PROBLEM REQUIREMENTS: Count how many lines in the items below contain the string "gray", treating uppercase and lowercase as different, and reply with only that number.

DATA:
##############################

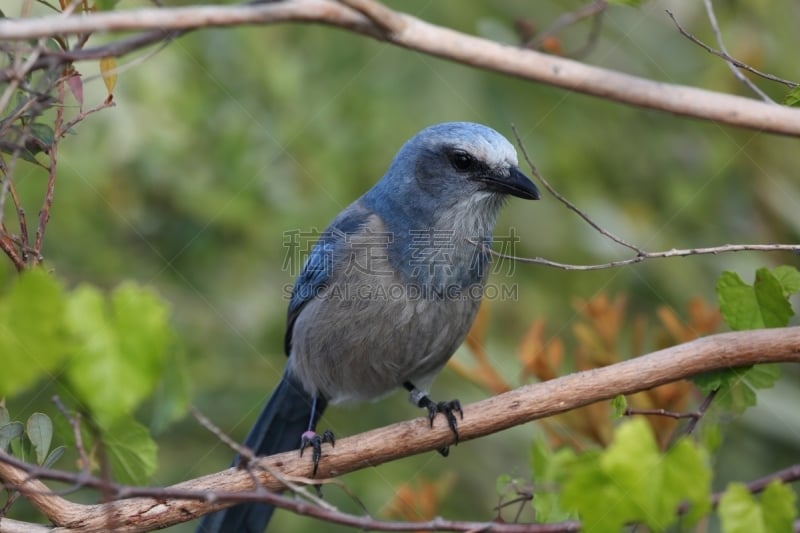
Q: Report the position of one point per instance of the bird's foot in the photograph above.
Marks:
(310, 439)
(449, 410)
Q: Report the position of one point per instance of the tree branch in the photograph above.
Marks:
(377, 21)
(190, 499)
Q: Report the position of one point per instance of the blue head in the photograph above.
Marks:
(459, 166)
(450, 178)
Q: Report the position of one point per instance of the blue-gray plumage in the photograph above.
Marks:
(389, 291)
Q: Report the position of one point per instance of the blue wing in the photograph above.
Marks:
(321, 263)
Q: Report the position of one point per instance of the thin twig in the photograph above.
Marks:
(701, 410)
(660, 412)
(327, 513)
(594, 9)
(566, 202)
(250, 460)
(644, 256)
(726, 57)
(47, 203)
(712, 19)
(425, 38)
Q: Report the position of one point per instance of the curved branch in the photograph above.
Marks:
(378, 22)
(190, 499)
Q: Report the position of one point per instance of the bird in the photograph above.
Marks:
(388, 292)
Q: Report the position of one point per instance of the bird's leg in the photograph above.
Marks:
(310, 439)
(448, 409)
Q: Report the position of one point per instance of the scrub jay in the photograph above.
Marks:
(388, 293)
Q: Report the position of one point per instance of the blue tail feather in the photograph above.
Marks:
(278, 429)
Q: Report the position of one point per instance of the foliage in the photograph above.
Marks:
(741, 512)
(764, 304)
(107, 356)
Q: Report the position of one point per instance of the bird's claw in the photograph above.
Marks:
(310, 439)
(449, 410)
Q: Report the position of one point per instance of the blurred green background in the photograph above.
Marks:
(228, 138)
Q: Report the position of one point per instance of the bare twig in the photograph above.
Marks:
(421, 36)
(659, 412)
(251, 463)
(712, 19)
(644, 256)
(142, 510)
(730, 60)
(701, 410)
(566, 202)
(594, 9)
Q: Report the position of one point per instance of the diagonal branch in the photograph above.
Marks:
(190, 499)
(409, 32)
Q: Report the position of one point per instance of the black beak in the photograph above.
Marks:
(516, 184)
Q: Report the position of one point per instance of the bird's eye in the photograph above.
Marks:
(461, 160)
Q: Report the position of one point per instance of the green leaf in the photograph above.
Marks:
(131, 450)
(789, 278)
(54, 455)
(792, 98)
(549, 470)
(762, 305)
(5, 416)
(120, 349)
(42, 133)
(501, 485)
(619, 405)
(779, 505)
(632, 482)
(32, 334)
(739, 512)
(172, 397)
(40, 433)
(9, 432)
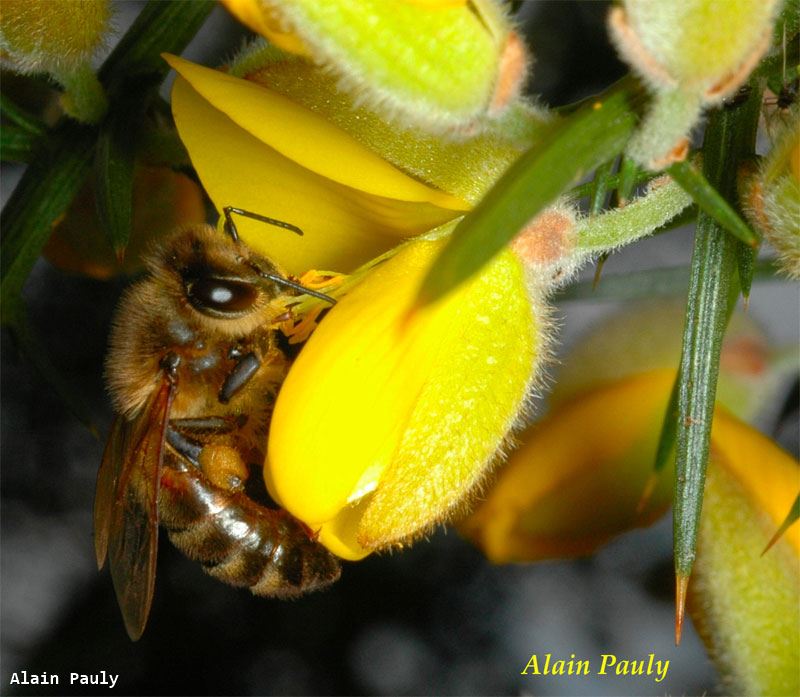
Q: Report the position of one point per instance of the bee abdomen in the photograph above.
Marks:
(241, 542)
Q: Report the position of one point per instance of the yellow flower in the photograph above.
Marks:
(385, 423)
(388, 419)
(58, 38)
(744, 601)
(579, 475)
(441, 64)
(257, 150)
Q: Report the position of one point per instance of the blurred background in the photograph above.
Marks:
(435, 619)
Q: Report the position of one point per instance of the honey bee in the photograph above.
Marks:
(193, 369)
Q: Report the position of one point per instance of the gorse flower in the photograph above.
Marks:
(581, 477)
(561, 495)
(392, 415)
(402, 415)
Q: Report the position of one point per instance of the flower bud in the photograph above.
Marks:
(388, 421)
(691, 54)
(467, 168)
(58, 38)
(744, 601)
(441, 64)
(772, 197)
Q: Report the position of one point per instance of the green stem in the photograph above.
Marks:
(569, 149)
(612, 229)
(729, 138)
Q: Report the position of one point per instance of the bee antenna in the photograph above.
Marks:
(296, 286)
(230, 226)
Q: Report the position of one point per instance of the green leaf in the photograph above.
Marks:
(745, 265)
(161, 27)
(709, 200)
(45, 191)
(729, 138)
(662, 282)
(612, 182)
(569, 149)
(629, 173)
(114, 168)
(19, 117)
(669, 430)
(21, 132)
(599, 191)
(791, 517)
(17, 144)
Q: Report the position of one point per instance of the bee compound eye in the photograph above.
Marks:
(221, 296)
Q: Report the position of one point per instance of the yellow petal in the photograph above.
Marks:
(745, 603)
(290, 164)
(401, 416)
(768, 475)
(578, 475)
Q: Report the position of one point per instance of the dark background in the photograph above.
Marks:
(436, 619)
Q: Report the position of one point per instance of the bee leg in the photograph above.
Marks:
(221, 463)
(187, 448)
(246, 367)
(208, 425)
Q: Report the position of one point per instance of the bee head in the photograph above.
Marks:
(221, 283)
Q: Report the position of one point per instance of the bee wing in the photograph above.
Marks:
(126, 505)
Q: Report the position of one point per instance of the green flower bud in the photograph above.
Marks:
(443, 65)
(58, 38)
(773, 196)
(691, 54)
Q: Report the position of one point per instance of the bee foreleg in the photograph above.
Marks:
(246, 367)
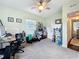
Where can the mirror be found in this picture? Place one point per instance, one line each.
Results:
(75, 29)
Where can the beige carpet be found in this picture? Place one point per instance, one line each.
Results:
(46, 49)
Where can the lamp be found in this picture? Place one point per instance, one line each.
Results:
(42, 4)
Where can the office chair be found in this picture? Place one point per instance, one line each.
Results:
(19, 41)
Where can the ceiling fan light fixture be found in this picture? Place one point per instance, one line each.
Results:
(40, 7)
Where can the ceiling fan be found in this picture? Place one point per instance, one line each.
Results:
(41, 4)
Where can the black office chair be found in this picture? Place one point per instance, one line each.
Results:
(19, 41)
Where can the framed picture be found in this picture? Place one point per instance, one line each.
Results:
(58, 21)
(18, 20)
(10, 19)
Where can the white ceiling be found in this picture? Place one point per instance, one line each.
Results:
(26, 5)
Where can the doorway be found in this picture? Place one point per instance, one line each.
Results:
(73, 30)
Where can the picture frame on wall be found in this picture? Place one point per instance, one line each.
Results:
(10, 19)
(18, 20)
(58, 21)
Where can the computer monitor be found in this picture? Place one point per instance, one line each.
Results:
(2, 29)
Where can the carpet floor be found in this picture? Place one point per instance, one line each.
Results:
(46, 49)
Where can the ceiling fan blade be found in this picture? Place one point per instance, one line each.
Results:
(33, 7)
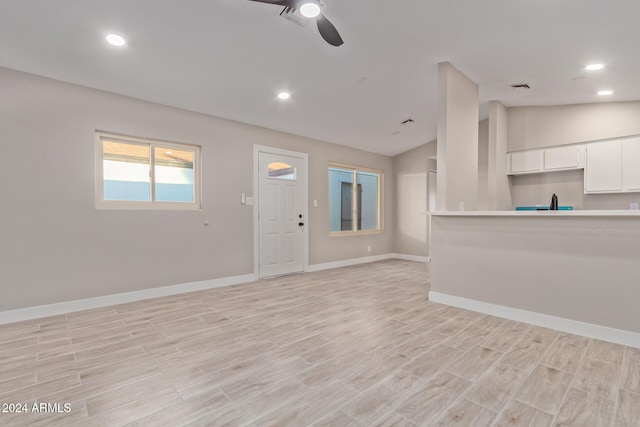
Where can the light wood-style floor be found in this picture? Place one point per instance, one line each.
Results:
(355, 346)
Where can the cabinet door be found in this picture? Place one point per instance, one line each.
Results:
(525, 161)
(631, 164)
(561, 158)
(603, 171)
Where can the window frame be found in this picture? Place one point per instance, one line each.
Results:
(101, 203)
(354, 205)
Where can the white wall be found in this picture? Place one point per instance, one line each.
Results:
(457, 140)
(411, 234)
(57, 247)
(538, 127)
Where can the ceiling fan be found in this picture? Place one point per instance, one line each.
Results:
(311, 9)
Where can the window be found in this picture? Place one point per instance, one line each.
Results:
(133, 173)
(354, 199)
(280, 170)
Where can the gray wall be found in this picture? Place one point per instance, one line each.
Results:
(57, 247)
(538, 127)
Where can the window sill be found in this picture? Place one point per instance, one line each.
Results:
(353, 233)
(142, 206)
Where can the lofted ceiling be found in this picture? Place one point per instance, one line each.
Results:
(230, 58)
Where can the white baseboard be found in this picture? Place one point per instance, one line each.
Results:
(590, 330)
(412, 257)
(37, 312)
(107, 300)
(348, 262)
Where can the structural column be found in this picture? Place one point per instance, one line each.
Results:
(498, 194)
(457, 140)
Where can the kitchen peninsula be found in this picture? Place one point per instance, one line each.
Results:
(577, 271)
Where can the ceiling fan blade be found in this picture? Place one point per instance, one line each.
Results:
(328, 31)
(285, 3)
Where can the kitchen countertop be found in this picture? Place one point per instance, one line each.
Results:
(572, 213)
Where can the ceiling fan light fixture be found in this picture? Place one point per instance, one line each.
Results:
(116, 40)
(594, 67)
(310, 10)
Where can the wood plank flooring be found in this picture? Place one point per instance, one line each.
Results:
(354, 346)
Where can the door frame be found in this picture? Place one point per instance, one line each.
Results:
(257, 149)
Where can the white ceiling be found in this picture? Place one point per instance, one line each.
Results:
(229, 58)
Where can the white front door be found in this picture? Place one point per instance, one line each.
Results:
(282, 213)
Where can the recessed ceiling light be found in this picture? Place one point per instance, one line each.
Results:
(310, 10)
(116, 40)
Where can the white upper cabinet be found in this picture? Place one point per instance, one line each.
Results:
(563, 158)
(613, 166)
(529, 161)
(631, 164)
(546, 160)
(603, 169)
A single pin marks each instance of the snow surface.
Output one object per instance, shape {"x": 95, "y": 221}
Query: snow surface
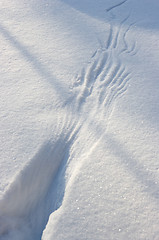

##############################

TASK OUTPUT: 2